PROBLEM STATEMENT: Reproduce the entries. Match every word.

□ □ □ □ □ □ □

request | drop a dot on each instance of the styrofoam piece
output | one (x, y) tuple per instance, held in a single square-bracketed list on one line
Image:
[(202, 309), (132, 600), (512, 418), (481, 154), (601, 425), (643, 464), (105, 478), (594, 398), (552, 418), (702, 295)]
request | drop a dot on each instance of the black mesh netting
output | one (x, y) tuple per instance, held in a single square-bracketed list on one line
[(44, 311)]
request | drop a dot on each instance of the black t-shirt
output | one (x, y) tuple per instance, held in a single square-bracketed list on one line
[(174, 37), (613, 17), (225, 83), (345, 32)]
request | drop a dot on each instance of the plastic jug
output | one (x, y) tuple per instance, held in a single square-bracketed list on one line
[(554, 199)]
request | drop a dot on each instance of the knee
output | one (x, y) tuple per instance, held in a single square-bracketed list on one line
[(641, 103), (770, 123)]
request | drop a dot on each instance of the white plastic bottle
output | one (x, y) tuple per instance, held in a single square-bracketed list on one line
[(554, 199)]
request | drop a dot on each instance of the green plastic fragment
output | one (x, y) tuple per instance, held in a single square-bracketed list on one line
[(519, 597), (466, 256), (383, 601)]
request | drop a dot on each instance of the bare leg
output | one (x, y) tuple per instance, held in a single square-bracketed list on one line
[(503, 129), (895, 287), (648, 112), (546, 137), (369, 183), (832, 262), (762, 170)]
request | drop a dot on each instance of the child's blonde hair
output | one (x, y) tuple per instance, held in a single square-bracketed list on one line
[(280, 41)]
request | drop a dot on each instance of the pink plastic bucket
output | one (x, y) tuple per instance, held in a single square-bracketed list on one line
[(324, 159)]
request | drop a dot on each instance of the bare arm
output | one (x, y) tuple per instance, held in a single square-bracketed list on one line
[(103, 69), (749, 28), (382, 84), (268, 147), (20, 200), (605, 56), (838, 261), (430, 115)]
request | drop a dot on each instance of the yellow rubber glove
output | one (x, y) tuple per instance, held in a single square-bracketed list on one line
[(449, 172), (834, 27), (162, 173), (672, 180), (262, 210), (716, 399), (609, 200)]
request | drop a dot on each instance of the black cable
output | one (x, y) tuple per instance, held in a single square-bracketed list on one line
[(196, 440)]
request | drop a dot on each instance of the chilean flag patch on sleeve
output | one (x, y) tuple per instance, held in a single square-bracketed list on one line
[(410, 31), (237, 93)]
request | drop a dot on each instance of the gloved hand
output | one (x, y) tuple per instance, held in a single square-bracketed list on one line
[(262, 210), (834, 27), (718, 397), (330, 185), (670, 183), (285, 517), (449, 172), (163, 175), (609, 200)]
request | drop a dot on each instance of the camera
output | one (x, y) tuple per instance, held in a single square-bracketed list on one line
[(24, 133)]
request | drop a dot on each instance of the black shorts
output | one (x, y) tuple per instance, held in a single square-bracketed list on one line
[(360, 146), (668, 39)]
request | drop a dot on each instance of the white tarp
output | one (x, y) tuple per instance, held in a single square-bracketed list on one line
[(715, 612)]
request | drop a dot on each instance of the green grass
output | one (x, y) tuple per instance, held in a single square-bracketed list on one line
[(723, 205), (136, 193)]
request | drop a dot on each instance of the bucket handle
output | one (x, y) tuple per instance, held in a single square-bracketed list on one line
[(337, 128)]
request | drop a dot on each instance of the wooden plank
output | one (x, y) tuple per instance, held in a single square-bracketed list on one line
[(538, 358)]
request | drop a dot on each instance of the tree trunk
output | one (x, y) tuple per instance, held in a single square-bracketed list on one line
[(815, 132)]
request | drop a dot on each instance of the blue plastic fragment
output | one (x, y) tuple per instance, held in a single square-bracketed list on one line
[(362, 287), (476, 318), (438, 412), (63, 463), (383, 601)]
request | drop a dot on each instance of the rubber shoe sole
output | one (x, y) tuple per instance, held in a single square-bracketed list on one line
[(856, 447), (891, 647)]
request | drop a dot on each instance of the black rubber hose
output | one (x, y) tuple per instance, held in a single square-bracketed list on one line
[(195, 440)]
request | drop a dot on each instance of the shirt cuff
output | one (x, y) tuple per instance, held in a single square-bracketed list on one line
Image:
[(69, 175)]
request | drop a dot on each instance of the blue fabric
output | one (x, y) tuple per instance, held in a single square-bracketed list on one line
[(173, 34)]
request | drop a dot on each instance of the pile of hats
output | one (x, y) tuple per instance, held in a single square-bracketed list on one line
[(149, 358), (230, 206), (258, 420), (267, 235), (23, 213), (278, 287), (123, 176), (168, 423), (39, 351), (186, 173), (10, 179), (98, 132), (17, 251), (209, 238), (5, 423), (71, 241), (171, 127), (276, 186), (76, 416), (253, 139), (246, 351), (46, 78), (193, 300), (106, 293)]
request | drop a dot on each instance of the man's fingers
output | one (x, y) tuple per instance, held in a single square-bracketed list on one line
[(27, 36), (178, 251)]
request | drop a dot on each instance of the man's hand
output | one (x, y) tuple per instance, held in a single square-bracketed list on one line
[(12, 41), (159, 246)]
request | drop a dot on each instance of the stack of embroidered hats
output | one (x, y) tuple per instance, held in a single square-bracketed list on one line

□ □ □ □ □ □ □

YOUR SOLUTION:
request | drop a dot on each instance of the styrofoam piece
output | one (x, y) tuple per instance, held in a single square-bracketed list on one line
Image:
[(202, 309), (132, 600), (512, 418), (481, 154), (601, 425), (643, 464), (105, 478), (594, 398), (552, 418), (702, 295)]
request | drop a dot on each instance of the black mesh netting
output | one (x, y) tuple per instance, held in a single square-bracketed list on one line
[(44, 311)]
request | drop a dot on each instance of the black t-shirt
output | one (x, y) tuple per instance, held in a single square-bracketed list on one line
[(174, 37), (613, 17), (225, 83), (345, 32)]
request | drop a dot on each instance of the plastic jug
output | one (x, y) tuple per instance, held in a single square-bracketed list on one line
[(554, 199)]
request | drop a dot on each instance of the knee
output | one (x, y) tuple per instance, held in a single square-bracketed list on one line
[(641, 103), (770, 123)]
request | drop a dot on each instance of the white plastic bottle
output | one (x, y) tuple per instance, held in a single square-bracketed list on one line
[(554, 199)]
request | drop a dot on each instance of the green plastic fragment
output | one (x, y) tuple per instance, held in a single square-bracketed list on one line
[(519, 597), (466, 256), (383, 601)]
request | drop a dot on each instance of the bare leg
output | one (x, y) tuple per instance, held in a single square-bracketed list on one line
[(503, 129), (895, 287), (648, 112), (546, 137), (369, 183), (832, 262), (762, 170)]
request | drop a dot on each instance of the child's blonde hair
output | one (x, y) tuple per instance, held in a single square-bracketed list on one line
[(280, 41)]
request | drop a dot on each instance of the pink plastic bucket
output | one (x, y) tuple per instance, held in a single square-bracketed list on one line
[(324, 159)]
request | drop a dot on each instance of the bare arm
output | one (x, y) tuple per instance, held in a single square-bracketed list on one line
[(103, 69), (749, 28), (382, 84), (268, 147), (20, 200), (605, 56), (838, 261), (430, 115)]
request | drop a dot on each instance of the yellow rubber glove
output | one (x, y) tuple per instance, held in a single square-bracketed list on one line
[(449, 172), (834, 27), (162, 173), (672, 180), (262, 210), (716, 399), (609, 200)]
request | drop a dot on each instance of the black cable
output | one (x, y) tuple per instance, held in a single square-bracketed list on one line
[(196, 440)]
request | drop a dot on each instance of the chilean flag patch on sleeve
output | one (x, y) tuple per instance, held in a single square-bracketed list on one line
[(410, 31), (237, 93)]
request | drop a dot on each instance of the gloved hand
output | one (x, y) tuple per instance, held in a single square-bracketed list on one line
[(262, 210), (834, 27), (718, 397), (330, 185), (670, 183), (285, 517), (449, 172), (163, 175), (609, 200)]
request | drop a dot on each instance of the camera
output | one (x, y) tuple per instance, held in a single square-bracketed list on one line
[(24, 133)]
request | drop a dot on each instance of the black shorts
output | one (x, y) tuple per instance, held in a single square-bracketed list on one line
[(360, 146), (668, 39)]
request | drop a dot on each instance of the white tarp
output | one (x, y) tuple per instance, held in a single square-bracketed list on one line
[(715, 612)]
request | drop a dot on each instance of the green grass
output | one (x, y) tuple per instance, held in a single square-bracketed list on one line
[(723, 205), (136, 193)]
request | drop a dot on each instance of the bucket handle
output | one (x, y) tuple per instance, held in a single square-bracketed list on one line
[(337, 128)]
request | drop a dot on each instance of the wooden plank
output | one (x, y) tuple per instance, held in a single square-bracketed list on one line
[(538, 358)]
request | drop a dot on each instance of the tree trunk
output | one (x, y) tuple per instance, held in a single square-bracketed list on one line
[(815, 132)]
request | drop a dot on each instance of the blue plastic fragment
output | one (x, y) tuple per instance, held in a single square-bracketed list on one line
[(362, 287), (476, 318), (438, 412), (63, 463), (383, 601)]
request | drop a dot on each instance of the rubber shoe sole
output | one (x, y) tuple per instance, held in a single square-bracketed list on one line
[(856, 447), (891, 647)]
request | drop a dot on each instance of the black rubber hose
output | one (x, y) tuple per instance, held in a single square-bracketed list on one line
[(195, 440)]
request | drop a dot on each instance of the shirt cuff
output | one (x, y) tuple per instance, held in a single square-bracketed list on one line
Image:
[(69, 175)]
request | drop a dot on each instance of the blue fabric
output | one (x, y) tuple per instance, held in a single square-bracketed list on one line
[(173, 34)]
request | drop a dot on each instance of the pile of hats
output | one (x, y) tuple per instance, held in a single square-bracketed list on one line
[(149, 358), (230, 206), (258, 420), (267, 235), (23, 213), (278, 287), (123, 176), (168, 423), (39, 351), (186, 173), (10, 179), (98, 132), (17, 251), (209, 238), (5, 423), (71, 241), (171, 127), (276, 186), (76, 416), (253, 139), (246, 351), (46, 78), (193, 300), (106, 293)]
request | drop a dot on each instance of the man's fingers
output | one (x, y) tuple per instance, held in a single square-bracketed list on one line
[(27, 36), (178, 251)]
request | drop a dot on each instance of the man's hand
output | one (x, y) tuple per instance, held in a single square-bracketed list on one line
[(12, 41), (159, 246)]
request | drop a dot on each instance of the stack of embroidered hats
output | one (x, y) tuple per instance, held in a single square-bracketed list on one line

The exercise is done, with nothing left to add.